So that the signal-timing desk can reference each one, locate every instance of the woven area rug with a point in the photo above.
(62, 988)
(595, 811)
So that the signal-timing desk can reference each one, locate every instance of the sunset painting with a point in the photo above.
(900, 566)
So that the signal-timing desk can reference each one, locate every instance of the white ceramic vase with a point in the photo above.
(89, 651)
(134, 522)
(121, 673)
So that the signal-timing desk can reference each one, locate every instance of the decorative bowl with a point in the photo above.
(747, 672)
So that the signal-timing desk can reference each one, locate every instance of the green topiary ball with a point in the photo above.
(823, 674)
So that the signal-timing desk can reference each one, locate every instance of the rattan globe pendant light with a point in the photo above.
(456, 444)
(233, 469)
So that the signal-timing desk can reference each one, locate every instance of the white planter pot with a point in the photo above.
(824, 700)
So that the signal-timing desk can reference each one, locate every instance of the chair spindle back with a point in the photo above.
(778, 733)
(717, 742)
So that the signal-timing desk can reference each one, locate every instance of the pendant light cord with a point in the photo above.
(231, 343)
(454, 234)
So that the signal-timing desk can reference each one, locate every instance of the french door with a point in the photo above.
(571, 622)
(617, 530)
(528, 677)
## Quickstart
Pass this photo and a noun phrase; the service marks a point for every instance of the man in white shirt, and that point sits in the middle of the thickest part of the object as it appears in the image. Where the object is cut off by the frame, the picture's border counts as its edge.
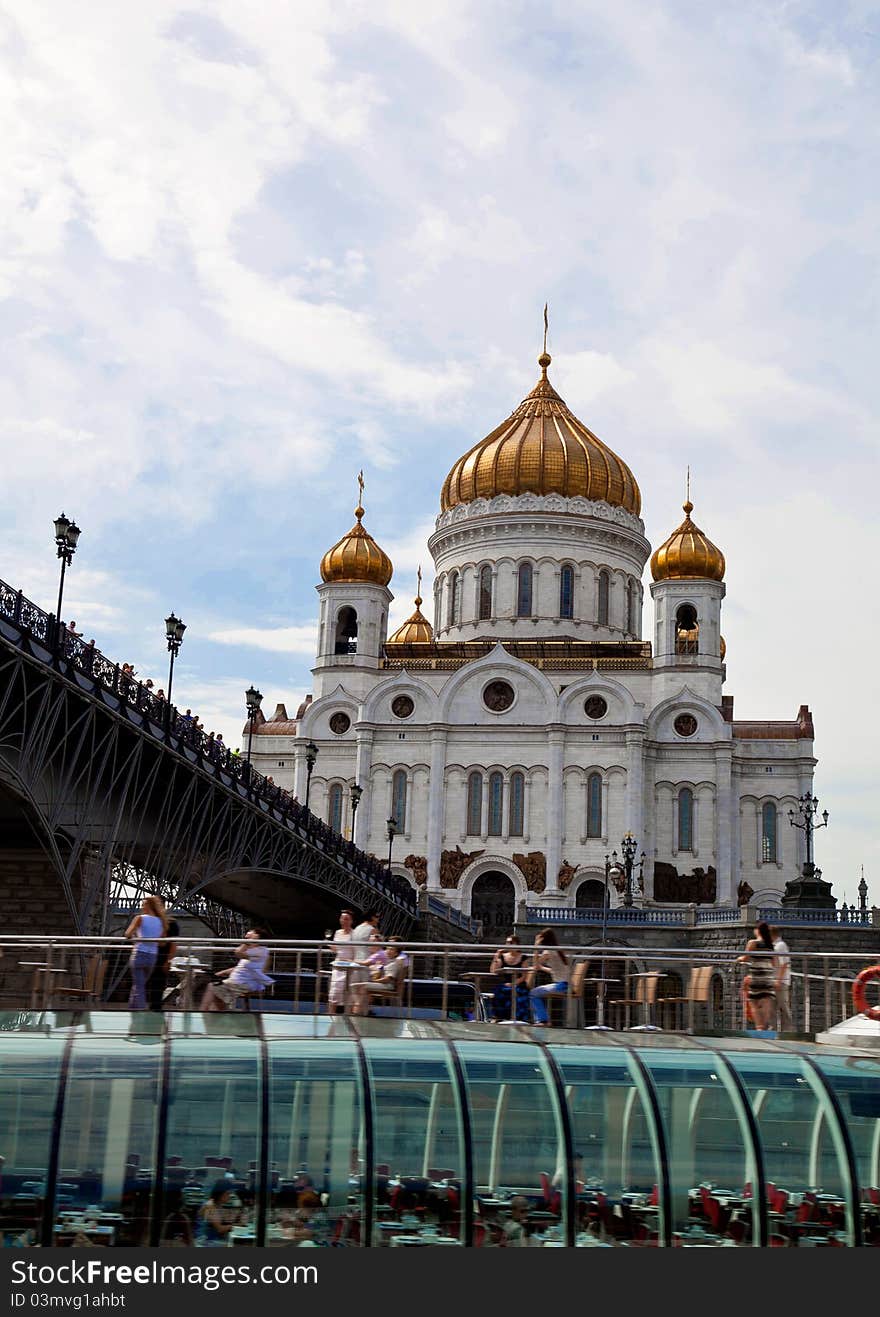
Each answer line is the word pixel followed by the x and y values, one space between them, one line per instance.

● **The problem**
Reproduce the entire listing above line for line without any changes, but leave out the picture.

● **Task response**
So that the signal-timing desk can reference each one, locate every instance of the woven area rug with a point in the photo above.
(62, 988)
(595, 811)
So that the signal-timing desk can reference each one, locate every instance of the sunset painting with a point in the photo above.
(900, 566)
So that the signal-timing desk can reference each one, locate every instance of the white ceramic vase with a point in the photo above.
(89, 651)
(134, 522)
(121, 673)
So that the signal-timing desk can reference each one, locate every instance of the decorative bowl with a point in the photo above.
(747, 672)
So that the signal-timing desk can reference each one, locate every instance of the green topiary ball with a point in the photo above.
(823, 674)
So that the signal-timing desk can reference each one, locate every instance of the rattan globe pendant light with a point in the photo above.
(456, 444)
(233, 469)
So that the signal-timing desk can reference each one, locate every instance of the white planter pot with a point in the photo above.
(824, 700)
So that the signal-timing desk can reference each one, locate every instance of the chair spindle back with a point in the photo above.
(778, 733)
(717, 742)
So that the signal-timing desk can reference each one, locate every instance of the pendant light cord with a point in the photo above.
(231, 343)
(454, 234)
So that the signal-timing desk can reference each one, locate every instance of the french door with a point in the photo above.
(571, 622)
(617, 530)
(528, 677)
## Quickstart
Pass this photo and a noun phrase; the service marks a point for every instance of the man in white shirt, and that point sits in the middle of the thickest part of the object as it appears in the image. Where the object is cut off by the frame, the picture's border counts as its edge.
Each answer line is the word pixel followed by the x and y values, one space between them, one line per instance.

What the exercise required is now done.